**Task brief:** Copy out the entries below precisely; nothing is to be omitted.

[Opening Data records section]

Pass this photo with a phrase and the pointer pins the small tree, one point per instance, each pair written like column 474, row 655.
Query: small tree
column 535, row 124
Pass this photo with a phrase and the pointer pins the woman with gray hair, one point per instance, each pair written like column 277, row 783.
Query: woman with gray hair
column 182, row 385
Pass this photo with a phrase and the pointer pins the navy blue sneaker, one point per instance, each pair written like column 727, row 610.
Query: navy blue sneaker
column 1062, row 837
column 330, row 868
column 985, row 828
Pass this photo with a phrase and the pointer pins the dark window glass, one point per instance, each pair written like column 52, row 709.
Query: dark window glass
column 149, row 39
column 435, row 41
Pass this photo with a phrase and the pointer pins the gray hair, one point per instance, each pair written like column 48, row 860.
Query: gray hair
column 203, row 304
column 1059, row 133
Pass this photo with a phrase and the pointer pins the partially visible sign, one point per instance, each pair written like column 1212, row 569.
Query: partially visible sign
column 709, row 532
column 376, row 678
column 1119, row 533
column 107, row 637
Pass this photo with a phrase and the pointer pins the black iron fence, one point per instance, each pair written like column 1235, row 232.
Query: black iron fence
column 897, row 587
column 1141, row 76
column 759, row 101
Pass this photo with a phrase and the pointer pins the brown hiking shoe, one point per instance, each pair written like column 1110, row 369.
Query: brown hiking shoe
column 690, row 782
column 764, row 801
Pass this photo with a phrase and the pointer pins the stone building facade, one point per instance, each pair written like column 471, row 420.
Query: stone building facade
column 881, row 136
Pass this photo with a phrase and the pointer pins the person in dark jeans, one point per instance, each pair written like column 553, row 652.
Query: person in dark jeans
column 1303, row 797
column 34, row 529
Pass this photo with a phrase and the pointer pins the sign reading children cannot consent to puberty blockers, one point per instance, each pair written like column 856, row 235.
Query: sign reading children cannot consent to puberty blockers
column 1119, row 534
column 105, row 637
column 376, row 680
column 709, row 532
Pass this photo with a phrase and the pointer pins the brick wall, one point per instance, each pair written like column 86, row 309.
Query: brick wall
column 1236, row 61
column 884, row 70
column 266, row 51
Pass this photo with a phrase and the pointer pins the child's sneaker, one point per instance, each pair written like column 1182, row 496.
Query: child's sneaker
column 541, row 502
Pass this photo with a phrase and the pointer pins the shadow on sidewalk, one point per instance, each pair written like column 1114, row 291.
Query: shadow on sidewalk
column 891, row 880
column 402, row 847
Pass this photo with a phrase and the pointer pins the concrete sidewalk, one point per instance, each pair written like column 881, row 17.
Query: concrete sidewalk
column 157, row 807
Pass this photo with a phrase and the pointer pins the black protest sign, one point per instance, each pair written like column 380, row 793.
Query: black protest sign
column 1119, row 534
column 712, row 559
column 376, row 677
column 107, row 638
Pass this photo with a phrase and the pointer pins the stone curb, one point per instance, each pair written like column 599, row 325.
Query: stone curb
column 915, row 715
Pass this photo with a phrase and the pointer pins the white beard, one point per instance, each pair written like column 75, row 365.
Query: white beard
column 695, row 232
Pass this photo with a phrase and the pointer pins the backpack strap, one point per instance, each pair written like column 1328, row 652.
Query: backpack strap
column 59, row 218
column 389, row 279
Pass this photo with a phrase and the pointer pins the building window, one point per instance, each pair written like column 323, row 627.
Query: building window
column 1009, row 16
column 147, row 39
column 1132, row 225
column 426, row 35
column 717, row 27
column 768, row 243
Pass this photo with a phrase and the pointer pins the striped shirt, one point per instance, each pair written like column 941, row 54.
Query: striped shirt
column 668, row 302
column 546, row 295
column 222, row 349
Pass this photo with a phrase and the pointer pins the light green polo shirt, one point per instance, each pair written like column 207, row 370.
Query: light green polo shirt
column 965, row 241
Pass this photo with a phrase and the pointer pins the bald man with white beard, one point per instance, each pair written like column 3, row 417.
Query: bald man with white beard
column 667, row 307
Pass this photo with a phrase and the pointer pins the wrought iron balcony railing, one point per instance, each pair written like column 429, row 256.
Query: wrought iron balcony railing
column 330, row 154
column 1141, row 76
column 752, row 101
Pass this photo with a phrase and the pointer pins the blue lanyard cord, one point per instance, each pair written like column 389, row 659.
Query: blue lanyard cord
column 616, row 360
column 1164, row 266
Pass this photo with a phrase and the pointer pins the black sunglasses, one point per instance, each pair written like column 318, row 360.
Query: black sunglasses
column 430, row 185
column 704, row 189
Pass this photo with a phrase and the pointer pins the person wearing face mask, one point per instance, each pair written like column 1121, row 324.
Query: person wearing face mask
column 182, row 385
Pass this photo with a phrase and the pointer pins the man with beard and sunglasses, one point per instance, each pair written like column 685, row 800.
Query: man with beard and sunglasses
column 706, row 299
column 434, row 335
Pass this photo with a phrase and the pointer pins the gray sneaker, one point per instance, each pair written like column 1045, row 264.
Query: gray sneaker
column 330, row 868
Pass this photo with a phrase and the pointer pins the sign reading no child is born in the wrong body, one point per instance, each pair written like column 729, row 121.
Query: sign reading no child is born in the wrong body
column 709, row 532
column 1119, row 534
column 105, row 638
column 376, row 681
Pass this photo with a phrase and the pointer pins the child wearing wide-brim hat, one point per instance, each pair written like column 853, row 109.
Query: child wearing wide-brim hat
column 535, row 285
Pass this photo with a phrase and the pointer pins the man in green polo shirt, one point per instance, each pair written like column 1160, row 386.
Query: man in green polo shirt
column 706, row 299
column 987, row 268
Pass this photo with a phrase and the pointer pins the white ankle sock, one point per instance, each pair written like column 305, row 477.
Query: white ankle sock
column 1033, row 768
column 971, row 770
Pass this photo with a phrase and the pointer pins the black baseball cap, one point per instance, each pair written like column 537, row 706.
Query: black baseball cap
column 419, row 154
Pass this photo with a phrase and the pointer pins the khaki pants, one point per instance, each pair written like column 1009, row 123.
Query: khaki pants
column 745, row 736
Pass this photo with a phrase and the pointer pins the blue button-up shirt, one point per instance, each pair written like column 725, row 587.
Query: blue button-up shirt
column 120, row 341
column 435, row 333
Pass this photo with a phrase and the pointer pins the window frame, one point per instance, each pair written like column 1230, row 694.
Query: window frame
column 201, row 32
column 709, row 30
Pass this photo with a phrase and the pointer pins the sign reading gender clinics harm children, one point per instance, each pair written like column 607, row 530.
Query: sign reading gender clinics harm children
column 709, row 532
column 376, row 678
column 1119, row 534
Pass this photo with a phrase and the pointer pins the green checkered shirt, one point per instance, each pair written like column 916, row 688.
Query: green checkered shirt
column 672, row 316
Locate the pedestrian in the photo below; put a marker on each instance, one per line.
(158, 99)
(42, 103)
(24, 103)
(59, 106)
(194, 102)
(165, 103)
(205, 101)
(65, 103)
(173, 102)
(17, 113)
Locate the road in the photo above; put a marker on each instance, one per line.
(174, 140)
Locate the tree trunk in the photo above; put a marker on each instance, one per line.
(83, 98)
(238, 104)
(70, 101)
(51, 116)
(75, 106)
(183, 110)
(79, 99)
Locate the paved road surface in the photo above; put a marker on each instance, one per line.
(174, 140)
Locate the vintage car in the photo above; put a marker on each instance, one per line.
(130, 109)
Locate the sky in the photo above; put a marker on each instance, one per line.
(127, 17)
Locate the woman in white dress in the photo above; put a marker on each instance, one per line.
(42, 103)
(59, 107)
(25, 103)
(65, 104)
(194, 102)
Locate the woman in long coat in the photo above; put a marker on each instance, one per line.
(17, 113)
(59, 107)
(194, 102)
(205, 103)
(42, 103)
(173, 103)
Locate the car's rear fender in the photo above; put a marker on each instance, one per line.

[Closing Data records section]

**Written response:**
Pass this photo with a phrase and the pointer pins the small tree, one point per instance, each pair written like column 474, row 655.
Query: small tree
column 535, row 124
Pass this photo with a phrase and the pointer pins the woman with gray hair, one point per instance, each pair written like column 277, row 783.
Query: woman with gray hair
column 182, row 385
Pass this photo with a phrase and the pointer pins the navy blue sneaker, one point per instance, each pair written like column 727, row 610.
Query: navy blue sneaker
column 1062, row 837
column 330, row 868
column 985, row 828
Pass this photo with a phrase and the pointer pins the dark window glass, one point per instance, each pair written like column 52, row 709.
Query: dark window glass
column 149, row 39
column 435, row 41
Pass this photo with a phrase and the pointer pins the gray hair, one point per instance, each pair written like column 48, row 860.
Query: gray hair
column 203, row 304
column 1059, row 133
Pass this photo with a phrase and the pointer pins the partially visible sign, one point per instance, each pair written like column 1212, row 569.
Query: partially visible sign
column 709, row 532
column 376, row 678
column 1119, row 533
column 107, row 637
Pass this photo with a phrase and the pointer pins the black iron fence, one point per instance, each pair written like column 1235, row 232.
Query: black iron fence
column 897, row 587
column 1141, row 76
column 759, row 101
Pass this photo with a phrase and the pointer pins the brown hiking shoe, one point per instance, each pair written like column 1110, row 369.
Query: brown hiking shoe
column 690, row 782
column 764, row 801
Pass this photo with a phrase and the pointer pins the stone building facade, one point per instance, each pair written like column 471, row 420.
Query: stone building facade
column 881, row 136
Pass this photo with a phrase and the pointer pins the person in dark jeans, one point per instance, each pair written like column 553, row 652.
Query: person in dark jeans
column 1303, row 797
column 34, row 529
Pass this photo with a phrase and the pointer pins the sign reading children cannot consent to puberty blockers, one point per instance, each pair written like column 856, row 235.
Query: sign reading children cannot consent to puberty blockers
column 1119, row 534
column 105, row 637
column 376, row 680
column 709, row 532
Pass this photo with a phrase and the pointer pins the brick wall, one point per instance, each pair written like column 86, row 309.
Query: brick wall
column 1236, row 61
column 884, row 70
column 266, row 51
Pass this photo with a phrase and the pointer pins the child's sneaker, one point per instance, each pair written like column 1182, row 496.
Query: child's sneaker
column 541, row 502
Pass this photo with a phrase and the pointer pins the shadow on sidewalk, one point per instance, each pair written like column 1114, row 291.
Query: shadow on sidewalk
column 891, row 880
column 402, row 847
Pass this photo with a phrase and the pointer pins the concrete sidewalk, one point per instance, each pair written like column 881, row 17.
Query: concrete sidewalk
column 157, row 807
Pass this photo with a phrase and the pointer pins the black protest sign, one point per instance, each pair written like column 380, row 793.
Query: black protest sign
column 1119, row 534
column 712, row 559
column 376, row 677
column 107, row 638
Pass this photo with a phrase and the pointer pins the stone curb, one point per instance, each pair written like column 599, row 325.
Query: stone curb
column 915, row 715
Pass this photo with a phrase and the pointer pins the white beard, one point per instance, each pair written like column 75, row 365.
Query: white beard
column 695, row 232
Pass this photo with a phrase and the pointer pins the backpack strap, one point per instance, each pair written like column 1328, row 652.
Query: backpack strap
column 59, row 218
column 389, row 279
Pass this photo with a phrase and the pointer pins the building window, one point per instance, each pair written like column 323, row 627.
Query: building window
column 1009, row 16
column 147, row 39
column 1132, row 225
column 426, row 35
column 717, row 27
column 768, row 243
Pass this photo with a phrase and the pointer pins the striped shirt, one point per instance, each pair written like column 941, row 54.
Query: striped shirt
column 668, row 302
column 546, row 295
column 222, row 349
Pass this photo with a phrase and the pointer pins the light green polo shirt, one point per instance, each pair written like column 207, row 370.
Query: light green polo shirt
column 965, row 241
Pass this photo with a phrase and the pointer pins the bald man with white beard, one point per instance, each pair written like column 3, row 417.
Query: bald man with white beard
column 667, row 307
Pass this photo with a phrase and the pointer pins the wrought iron balcony railing, one point per instance, each pair written like column 429, row 256.
Query: wrought iron balcony railing
column 330, row 154
column 1141, row 76
column 752, row 101
Pass this photo with a phrase and the pointer pins the blue lanyard cord, one point per instance, each pair written like column 389, row 659.
Query: blue lanyard cord
column 616, row 360
column 1164, row 266
Pass this photo with a phrase and the pointer pins the black sunglasses, one point per instance, each pair written like column 318, row 360.
Query: black sunglasses
column 430, row 185
column 704, row 189
Pass this photo with a phrase and the pointer pins the person wearing face mask, one point per instance, each pair written like column 1121, row 324.
Query: person wearing face mask
column 182, row 385
Pass this photo with a phrase and the pointer pins the man with beard and sunglasses, one point per instance, each pair written like column 685, row 800.
Query: man with beard and sunglasses
column 706, row 299
column 434, row 335
Pass this photo with a phrase and the pointer pins the gray sneaker, one point per instance, each pair written like column 1045, row 264.
Query: gray sneaker
column 330, row 868
Pass this photo with a phrase and the pointer pins the sign reading no child is born in the wrong body, one point per instance, each pair written like column 729, row 121.
Query: sign reading no child is born in the wrong body
column 709, row 532
column 1119, row 534
column 105, row 638
column 376, row 681
Pass this photo with a phrase and the pointer pins the child wearing wide-brim hat, one point per instance, each pair written like column 853, row 109.
Query: child wearing wide-brim hat
column 535, row 285
Pass this photo with a phrase and the pointer pins the man in green polo shirt, one point per instance, each pair written like column 1160, row 386.
Query: man in green polo shirt
column 706, row 299
column 987, row 268
Pass this photo with a phrase and the pointer pins the white ankle sock, one point per instance, each pair written like column 305, row 477.
Query: white ankle sock
column 1033, row 768
column 971, row 770
Pass this photo with a phrase and the pointer pins the black baseball cap, one point per instance, each pair written like column 537, row 706.
Query: black baseball cap
column 419, row 154
Pass this photo with a phrase and the pointer pins the khaki pants, one point per instance, each pair written like column 1009, row 123.
Query: khaki pants
column 745, row 736
Pass this photo with a phrase and the pointer pins the blue button-up shirt, one point per instance, each pair written like column 725, row 587.
Query: blue button-up shirt
column 120, row 341
column 435, row 333
Pass this photo with a phrase and the pointer pins the window frame, one point per instance, each pair written like column 1230, row 694.
Query: window frame
column 201, row 32
column 709, row 30
Pass this photo with a phrase and the pointer pins the sign reading gender clinics harm children, one point per instance, each pair written like column 607, row 530.
Query: sign reading gender clinics harm children
column 709, row 532
column 376, row 678
column 1119, row 534
Pass this photo with a phrase and the pointer pins the green checkered shirt, one point per instance, each pair written like column 916, row 688.
Query: green checkered shirt
column 672, row 316
Locate the pedestrian in the photo below; put a marker on each instance, one per line.
(158, 99)
(42, 103)
(24, 103)
(59, 106)
(194, 102)
(165, 103)
(205, 101)
(65, 103)
(173, 102)
(17, 113)
Locate the road in the photo above; put a marker on each instance, one per line.
(174, 140)
Locate the tree trunk in the photo above; put a marker on each instance, one per line.
(83, 98)
(238, 104)
(70, 101)
(51, 116)
(75, 106)
(183, 110)
(79, 99)
Locate the paved road surface in the photo above; put a marker on each instance, one per line.
(174, 140)
Locate the vintage car in the photo above; put a marker on each instance, one per line.
(130, 109)
Locate the sky in the photo above; put a marker on each instance, one per line.
(127, 17)
Locate the woman in white dress in the photo above; put a marker on each instance, one per line.
(42, 103)
(59, 107)
(25, 103)
(65, 104)
(194, 102)
Locate the woman in long coat in the photo above; put a marker on each instance, one per line.
(17, 113)
(59, 107)
(194, 102)
(205, 103)
(42, 103)
(173, 103)
Locate the car's rear fender in the photo above; put a marker on each instance, one per line.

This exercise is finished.